__Problem requirements__: Please lay out the rows below as a JSON list of strings, one string per line with blank lines left out, beginning at the line that contains "like x=86, y=111." and continuing through the line that contains "x=99, y=102". Include both of those lines and nothing outside that span.

────────

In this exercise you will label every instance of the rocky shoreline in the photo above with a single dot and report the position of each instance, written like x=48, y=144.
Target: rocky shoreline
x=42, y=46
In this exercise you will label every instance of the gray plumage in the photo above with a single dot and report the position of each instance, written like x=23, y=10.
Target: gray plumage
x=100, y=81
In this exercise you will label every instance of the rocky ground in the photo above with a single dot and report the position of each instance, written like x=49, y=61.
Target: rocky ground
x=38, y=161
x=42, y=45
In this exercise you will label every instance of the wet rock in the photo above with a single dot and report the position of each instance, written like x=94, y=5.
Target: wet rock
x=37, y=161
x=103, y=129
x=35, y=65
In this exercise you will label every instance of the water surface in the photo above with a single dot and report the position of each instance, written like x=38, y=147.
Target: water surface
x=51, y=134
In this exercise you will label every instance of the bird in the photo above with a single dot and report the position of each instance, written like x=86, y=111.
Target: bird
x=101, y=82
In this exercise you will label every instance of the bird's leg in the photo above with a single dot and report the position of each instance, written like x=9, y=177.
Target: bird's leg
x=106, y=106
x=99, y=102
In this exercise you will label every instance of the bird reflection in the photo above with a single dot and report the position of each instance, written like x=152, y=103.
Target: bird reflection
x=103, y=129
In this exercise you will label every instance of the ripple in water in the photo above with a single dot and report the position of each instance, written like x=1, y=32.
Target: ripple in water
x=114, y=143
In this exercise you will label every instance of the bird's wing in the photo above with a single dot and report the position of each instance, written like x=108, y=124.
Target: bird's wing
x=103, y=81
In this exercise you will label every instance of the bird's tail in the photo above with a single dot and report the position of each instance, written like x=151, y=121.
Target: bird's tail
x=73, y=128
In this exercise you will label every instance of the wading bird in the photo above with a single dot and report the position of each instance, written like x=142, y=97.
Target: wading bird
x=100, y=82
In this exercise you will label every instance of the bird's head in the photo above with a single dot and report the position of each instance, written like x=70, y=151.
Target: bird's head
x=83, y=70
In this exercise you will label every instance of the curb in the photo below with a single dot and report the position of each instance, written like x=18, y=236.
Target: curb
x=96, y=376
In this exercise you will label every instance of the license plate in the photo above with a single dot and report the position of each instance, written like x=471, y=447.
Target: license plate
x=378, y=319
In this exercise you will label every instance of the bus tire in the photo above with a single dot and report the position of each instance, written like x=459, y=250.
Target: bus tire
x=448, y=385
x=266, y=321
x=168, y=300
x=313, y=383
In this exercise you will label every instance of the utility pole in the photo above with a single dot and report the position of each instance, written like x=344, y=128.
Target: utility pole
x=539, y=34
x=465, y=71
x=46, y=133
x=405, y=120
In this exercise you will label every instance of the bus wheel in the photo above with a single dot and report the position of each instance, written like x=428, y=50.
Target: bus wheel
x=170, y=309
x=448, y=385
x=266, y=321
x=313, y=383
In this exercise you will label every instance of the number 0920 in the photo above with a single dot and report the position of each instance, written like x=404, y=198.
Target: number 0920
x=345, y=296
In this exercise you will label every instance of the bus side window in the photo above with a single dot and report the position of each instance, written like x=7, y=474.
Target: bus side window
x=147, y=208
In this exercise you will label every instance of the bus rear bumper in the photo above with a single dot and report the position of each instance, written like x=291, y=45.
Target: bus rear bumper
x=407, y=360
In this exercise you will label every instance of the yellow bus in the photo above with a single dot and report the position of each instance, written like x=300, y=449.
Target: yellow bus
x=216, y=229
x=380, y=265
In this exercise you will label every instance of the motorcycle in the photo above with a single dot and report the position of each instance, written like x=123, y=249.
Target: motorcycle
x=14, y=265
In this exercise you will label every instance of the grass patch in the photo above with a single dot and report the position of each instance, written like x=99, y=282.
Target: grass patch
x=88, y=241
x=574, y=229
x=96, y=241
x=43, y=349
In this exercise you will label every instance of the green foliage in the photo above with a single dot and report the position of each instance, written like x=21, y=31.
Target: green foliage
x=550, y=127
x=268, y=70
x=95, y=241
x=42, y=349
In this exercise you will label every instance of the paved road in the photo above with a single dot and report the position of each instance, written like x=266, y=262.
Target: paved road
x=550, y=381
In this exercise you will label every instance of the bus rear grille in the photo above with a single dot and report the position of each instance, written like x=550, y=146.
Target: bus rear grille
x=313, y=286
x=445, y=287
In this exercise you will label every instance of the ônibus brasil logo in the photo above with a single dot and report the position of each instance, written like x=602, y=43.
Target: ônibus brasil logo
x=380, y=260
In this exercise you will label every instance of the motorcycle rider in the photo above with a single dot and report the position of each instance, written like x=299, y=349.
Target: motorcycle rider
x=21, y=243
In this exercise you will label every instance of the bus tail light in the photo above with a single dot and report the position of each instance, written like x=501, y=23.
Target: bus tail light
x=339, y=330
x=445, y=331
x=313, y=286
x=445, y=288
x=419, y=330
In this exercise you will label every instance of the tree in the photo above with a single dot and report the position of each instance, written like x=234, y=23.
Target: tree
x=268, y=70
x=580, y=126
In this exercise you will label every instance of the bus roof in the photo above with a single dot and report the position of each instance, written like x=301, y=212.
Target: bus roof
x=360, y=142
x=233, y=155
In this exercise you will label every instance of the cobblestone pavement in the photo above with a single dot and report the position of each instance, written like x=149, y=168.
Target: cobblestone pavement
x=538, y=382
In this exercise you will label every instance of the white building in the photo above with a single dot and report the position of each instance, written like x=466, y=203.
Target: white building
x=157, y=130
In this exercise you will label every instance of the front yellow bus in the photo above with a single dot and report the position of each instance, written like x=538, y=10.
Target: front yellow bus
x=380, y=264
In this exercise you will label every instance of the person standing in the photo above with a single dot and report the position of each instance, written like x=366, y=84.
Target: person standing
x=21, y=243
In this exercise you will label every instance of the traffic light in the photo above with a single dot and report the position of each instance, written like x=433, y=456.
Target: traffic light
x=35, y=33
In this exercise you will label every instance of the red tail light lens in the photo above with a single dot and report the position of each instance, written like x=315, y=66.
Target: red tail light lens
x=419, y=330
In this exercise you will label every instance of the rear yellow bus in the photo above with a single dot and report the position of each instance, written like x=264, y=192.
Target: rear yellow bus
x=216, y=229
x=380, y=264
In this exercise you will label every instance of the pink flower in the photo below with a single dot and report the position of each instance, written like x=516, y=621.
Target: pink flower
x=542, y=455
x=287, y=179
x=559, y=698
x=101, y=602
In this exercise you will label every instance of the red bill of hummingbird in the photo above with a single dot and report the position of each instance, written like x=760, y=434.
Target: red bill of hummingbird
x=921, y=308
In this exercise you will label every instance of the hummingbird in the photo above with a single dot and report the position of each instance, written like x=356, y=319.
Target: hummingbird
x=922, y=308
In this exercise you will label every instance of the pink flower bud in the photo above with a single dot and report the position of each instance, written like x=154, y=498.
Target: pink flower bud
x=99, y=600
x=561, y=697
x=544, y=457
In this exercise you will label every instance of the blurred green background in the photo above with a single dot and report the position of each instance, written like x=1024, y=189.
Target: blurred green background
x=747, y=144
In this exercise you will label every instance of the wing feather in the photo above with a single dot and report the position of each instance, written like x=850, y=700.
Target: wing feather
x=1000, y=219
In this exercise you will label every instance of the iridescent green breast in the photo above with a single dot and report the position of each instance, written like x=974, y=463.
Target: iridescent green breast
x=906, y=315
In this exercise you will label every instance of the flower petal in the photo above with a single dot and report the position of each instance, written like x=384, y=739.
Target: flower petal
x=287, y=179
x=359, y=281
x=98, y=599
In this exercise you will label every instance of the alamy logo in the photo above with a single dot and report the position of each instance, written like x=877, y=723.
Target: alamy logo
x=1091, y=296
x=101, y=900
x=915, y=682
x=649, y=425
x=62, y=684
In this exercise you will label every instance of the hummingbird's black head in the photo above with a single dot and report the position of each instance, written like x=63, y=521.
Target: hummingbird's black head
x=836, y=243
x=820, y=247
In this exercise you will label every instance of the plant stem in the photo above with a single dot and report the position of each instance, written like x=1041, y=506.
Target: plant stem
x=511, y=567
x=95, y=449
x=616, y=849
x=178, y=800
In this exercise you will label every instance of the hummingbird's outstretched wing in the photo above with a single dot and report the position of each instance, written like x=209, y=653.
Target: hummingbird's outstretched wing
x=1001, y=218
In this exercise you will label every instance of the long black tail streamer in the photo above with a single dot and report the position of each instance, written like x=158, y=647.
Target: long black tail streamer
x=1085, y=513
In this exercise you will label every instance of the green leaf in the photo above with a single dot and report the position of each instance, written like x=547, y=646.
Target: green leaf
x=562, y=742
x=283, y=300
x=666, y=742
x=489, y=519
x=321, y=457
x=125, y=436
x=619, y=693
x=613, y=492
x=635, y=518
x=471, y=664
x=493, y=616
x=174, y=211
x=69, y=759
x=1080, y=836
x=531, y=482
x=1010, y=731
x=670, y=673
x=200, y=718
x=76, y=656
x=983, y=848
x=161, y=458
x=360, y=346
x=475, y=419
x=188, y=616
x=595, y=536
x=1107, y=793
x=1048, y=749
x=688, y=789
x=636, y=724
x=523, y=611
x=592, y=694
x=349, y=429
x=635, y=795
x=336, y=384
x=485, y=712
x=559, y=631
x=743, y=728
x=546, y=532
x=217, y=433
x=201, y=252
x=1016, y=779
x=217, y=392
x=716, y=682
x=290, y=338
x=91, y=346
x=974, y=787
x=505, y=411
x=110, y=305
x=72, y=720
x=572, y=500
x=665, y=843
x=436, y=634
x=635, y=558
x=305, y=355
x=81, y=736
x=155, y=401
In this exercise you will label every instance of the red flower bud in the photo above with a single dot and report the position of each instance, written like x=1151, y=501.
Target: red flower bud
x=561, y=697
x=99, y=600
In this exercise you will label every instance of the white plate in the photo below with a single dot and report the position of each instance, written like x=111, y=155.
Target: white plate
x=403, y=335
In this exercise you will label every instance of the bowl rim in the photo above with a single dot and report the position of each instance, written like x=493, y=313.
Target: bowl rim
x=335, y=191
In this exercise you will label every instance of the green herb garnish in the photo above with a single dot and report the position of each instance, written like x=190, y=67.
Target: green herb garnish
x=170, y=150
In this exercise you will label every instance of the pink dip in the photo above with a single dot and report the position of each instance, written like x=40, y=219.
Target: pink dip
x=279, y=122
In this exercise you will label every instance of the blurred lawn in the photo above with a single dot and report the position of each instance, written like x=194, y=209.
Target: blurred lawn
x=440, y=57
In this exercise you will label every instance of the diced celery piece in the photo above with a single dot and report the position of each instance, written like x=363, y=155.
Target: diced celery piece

────────

__Full output__:
[
  "In this exercise you will label every instance of the bird in the photo above with a single dot and report the position of each instance, written like x=86, y=111.",
  "Target: bird",
  "x=101, y=82",
  "In this exercise you will label every instance of the bird's leg in the photo above with a single dot and report the position of each instance, written like x=9, y=177.",
  "Target: bird's leg",
  "x=106, y=106",
  "x=99, y=102"
]